→ Entries supplied
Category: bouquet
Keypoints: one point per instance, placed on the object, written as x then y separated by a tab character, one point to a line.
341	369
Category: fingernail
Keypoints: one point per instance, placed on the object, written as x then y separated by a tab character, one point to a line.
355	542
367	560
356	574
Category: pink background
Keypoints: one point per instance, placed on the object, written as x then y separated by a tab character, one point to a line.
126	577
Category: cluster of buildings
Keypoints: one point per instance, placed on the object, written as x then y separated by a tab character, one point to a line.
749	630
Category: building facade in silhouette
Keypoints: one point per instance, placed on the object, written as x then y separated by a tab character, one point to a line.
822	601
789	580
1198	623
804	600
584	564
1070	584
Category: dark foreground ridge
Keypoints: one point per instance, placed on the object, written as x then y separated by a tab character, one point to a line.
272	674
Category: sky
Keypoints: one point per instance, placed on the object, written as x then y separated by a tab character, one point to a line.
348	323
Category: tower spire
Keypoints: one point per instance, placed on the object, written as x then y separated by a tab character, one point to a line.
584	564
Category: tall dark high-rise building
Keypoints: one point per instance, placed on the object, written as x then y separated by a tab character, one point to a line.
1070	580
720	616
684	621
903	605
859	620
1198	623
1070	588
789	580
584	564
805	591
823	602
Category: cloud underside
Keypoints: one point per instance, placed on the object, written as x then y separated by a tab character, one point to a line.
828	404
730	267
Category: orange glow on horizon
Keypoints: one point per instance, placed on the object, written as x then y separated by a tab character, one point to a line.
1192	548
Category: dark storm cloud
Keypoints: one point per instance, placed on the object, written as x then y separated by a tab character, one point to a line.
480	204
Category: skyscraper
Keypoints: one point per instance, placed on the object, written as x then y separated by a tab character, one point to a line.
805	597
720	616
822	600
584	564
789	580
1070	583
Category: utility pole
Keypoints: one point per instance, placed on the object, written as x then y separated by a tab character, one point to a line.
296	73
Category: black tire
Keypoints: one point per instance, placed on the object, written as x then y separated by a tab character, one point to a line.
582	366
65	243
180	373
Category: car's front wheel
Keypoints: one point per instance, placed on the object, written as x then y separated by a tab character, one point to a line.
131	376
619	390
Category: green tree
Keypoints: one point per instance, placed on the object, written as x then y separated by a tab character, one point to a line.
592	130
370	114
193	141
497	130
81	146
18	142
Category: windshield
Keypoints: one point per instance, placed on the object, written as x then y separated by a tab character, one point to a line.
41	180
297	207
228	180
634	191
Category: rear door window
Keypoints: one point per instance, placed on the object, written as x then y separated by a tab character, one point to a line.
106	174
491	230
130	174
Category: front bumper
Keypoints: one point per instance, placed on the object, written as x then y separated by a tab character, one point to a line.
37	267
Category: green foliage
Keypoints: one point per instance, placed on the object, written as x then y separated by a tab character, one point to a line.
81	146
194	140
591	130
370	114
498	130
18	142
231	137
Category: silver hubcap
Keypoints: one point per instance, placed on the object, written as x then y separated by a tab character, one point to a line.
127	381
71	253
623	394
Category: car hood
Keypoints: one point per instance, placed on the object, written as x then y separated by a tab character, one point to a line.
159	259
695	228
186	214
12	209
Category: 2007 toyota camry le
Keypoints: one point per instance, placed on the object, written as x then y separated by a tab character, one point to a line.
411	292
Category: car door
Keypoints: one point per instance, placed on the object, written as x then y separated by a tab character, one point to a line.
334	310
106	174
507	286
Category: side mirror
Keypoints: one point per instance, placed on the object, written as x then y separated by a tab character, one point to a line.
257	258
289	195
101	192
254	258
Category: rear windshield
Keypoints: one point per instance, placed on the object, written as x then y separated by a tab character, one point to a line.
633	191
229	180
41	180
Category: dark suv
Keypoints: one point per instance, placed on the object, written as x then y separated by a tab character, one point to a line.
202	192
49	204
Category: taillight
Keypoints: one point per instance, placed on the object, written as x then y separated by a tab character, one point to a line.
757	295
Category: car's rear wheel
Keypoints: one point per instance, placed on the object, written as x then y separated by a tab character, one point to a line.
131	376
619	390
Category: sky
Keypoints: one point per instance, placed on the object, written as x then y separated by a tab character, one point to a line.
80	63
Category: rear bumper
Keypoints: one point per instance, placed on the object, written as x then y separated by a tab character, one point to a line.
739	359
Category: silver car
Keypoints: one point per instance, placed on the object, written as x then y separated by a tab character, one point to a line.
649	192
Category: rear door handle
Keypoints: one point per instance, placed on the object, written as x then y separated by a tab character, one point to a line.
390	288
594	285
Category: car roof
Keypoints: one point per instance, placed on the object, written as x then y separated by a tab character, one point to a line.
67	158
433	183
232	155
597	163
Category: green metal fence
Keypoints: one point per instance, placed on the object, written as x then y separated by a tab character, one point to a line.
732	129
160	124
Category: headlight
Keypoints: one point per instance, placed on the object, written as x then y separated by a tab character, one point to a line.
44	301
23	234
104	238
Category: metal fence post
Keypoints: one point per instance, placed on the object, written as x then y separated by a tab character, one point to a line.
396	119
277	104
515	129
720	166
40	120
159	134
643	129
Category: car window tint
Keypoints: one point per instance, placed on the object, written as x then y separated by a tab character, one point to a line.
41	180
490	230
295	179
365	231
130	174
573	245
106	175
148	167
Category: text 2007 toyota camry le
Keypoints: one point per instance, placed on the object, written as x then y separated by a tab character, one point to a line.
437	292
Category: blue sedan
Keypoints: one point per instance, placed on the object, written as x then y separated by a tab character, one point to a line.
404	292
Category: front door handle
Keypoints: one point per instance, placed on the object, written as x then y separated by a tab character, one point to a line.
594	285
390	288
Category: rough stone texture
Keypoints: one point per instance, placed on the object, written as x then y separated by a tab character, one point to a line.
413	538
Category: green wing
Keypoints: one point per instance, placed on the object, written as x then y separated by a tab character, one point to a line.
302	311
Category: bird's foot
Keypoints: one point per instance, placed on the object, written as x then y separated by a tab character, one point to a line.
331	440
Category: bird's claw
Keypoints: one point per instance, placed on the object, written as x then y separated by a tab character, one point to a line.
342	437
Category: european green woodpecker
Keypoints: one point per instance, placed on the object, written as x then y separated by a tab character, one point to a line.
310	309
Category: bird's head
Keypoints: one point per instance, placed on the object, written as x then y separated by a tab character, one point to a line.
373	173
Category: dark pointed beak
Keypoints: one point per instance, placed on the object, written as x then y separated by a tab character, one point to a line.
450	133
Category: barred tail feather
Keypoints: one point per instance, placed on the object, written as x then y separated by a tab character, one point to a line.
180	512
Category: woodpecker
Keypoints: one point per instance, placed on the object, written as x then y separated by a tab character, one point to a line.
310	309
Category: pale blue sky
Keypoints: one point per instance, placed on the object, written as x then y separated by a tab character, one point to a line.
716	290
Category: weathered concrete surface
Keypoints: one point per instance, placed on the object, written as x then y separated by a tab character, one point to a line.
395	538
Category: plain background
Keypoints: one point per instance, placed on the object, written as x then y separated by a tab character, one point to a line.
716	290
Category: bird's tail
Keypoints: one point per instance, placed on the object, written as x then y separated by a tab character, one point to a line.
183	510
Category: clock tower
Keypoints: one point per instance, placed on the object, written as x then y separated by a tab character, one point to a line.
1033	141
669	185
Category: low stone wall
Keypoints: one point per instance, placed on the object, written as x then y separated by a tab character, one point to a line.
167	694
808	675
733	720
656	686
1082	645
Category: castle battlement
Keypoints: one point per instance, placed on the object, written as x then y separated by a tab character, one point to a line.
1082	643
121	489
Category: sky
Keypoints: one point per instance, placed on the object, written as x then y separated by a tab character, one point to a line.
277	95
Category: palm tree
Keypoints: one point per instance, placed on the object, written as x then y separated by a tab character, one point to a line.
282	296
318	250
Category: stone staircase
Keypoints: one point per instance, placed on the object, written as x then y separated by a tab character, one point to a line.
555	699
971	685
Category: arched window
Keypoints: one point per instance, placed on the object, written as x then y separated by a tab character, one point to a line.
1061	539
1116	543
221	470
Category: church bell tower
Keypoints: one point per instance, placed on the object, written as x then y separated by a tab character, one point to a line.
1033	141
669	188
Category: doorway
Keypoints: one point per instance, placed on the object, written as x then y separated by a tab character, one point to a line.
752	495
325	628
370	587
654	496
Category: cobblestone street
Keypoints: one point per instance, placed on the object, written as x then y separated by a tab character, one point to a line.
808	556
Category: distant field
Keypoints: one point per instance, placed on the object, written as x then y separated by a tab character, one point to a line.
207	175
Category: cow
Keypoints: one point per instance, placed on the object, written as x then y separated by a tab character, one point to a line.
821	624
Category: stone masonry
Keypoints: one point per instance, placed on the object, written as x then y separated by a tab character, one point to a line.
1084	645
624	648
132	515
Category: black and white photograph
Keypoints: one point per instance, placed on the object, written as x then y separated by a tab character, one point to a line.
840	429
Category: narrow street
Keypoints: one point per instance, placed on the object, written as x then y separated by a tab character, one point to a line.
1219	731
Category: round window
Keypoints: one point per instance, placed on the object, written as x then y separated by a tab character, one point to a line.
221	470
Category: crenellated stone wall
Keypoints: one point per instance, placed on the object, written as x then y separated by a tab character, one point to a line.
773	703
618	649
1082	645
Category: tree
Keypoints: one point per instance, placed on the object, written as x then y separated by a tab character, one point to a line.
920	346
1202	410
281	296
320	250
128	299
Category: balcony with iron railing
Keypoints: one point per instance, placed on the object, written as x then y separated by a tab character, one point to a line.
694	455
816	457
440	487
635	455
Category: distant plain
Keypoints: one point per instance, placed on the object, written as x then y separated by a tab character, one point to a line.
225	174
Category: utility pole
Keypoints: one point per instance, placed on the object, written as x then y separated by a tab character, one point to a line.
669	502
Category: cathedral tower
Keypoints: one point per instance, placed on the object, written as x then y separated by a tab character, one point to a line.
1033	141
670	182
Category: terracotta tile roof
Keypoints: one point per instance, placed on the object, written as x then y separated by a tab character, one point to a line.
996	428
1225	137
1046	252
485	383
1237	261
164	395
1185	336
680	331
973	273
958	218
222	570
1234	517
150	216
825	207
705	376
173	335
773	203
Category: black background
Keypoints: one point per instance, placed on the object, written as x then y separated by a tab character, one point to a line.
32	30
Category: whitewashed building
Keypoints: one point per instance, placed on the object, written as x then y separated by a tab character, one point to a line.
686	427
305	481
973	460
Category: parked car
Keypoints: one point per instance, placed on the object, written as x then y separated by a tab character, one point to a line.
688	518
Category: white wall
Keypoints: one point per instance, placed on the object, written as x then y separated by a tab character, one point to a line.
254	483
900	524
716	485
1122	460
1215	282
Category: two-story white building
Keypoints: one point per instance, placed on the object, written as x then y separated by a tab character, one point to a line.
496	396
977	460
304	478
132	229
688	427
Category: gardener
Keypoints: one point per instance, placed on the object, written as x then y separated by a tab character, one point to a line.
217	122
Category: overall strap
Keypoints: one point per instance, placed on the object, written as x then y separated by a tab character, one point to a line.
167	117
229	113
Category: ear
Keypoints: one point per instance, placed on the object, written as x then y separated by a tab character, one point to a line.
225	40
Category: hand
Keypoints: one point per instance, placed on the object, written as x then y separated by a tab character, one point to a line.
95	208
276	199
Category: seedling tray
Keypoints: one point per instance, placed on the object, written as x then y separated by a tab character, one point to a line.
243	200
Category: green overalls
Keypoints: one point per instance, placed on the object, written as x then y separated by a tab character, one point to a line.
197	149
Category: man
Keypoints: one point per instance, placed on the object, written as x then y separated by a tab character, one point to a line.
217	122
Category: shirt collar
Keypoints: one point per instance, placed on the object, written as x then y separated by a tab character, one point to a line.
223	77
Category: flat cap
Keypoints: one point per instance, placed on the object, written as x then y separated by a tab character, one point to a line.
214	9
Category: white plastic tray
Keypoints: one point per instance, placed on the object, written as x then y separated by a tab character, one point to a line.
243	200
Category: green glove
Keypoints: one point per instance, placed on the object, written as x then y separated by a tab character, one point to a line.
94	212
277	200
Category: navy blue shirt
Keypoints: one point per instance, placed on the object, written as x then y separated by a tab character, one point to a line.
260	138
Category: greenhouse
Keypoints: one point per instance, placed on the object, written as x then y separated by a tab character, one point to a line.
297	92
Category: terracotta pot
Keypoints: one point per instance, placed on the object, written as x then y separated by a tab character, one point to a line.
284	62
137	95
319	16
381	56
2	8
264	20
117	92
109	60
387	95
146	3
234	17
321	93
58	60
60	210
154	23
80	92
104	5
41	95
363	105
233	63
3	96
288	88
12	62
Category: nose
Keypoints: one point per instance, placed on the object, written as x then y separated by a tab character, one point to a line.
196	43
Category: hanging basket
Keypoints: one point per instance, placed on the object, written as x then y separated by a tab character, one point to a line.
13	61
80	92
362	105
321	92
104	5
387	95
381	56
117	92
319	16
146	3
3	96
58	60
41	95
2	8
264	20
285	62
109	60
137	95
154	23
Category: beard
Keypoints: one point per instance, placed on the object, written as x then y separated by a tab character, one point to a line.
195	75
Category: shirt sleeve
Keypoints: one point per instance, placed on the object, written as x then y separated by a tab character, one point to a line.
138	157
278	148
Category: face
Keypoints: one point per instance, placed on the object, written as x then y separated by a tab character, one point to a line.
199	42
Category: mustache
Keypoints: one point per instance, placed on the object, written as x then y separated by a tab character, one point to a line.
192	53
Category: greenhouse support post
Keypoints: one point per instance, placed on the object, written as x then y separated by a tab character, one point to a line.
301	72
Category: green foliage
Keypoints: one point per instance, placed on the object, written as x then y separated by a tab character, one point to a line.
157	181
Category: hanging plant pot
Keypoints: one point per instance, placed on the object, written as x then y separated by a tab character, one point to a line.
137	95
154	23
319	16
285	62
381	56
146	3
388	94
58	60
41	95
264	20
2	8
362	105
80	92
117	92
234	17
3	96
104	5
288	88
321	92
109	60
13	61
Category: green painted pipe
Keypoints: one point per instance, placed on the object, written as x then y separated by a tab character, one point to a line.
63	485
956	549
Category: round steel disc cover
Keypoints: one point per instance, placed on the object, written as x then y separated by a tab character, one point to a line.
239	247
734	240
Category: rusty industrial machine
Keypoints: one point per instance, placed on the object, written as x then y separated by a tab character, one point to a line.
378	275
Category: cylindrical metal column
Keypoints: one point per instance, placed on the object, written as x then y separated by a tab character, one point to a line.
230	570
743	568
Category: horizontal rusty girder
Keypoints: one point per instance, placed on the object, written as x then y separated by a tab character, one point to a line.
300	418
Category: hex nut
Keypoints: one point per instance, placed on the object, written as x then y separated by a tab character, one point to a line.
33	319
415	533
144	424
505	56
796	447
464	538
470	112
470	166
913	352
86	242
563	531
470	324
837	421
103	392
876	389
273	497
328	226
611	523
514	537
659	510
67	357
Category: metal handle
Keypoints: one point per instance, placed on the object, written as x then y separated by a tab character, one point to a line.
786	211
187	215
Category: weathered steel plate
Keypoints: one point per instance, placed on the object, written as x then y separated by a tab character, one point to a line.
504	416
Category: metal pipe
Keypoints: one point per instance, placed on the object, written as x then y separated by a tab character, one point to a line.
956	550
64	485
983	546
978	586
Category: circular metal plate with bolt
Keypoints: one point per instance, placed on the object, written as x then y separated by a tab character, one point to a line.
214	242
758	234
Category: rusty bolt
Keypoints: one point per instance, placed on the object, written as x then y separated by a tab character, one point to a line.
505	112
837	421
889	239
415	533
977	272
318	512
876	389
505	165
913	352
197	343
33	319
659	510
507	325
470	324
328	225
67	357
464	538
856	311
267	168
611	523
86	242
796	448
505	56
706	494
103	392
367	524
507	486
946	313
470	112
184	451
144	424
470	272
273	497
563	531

→ Required action
Write out the records above exactly, from the opening line to the line with "Category: pink background", including both, with nothing added.

→ Written solution
Category: bouquet
Keypoints: one point per instance, placed on the object, written as x then y separated by a tab character, one point to a line.
341	369
Category: fingernail
Keypoints: one point per instance, placed on the object, written as x then y separated by a tab character, one point to a line.
355	542
367	560
356	574
Category: pink background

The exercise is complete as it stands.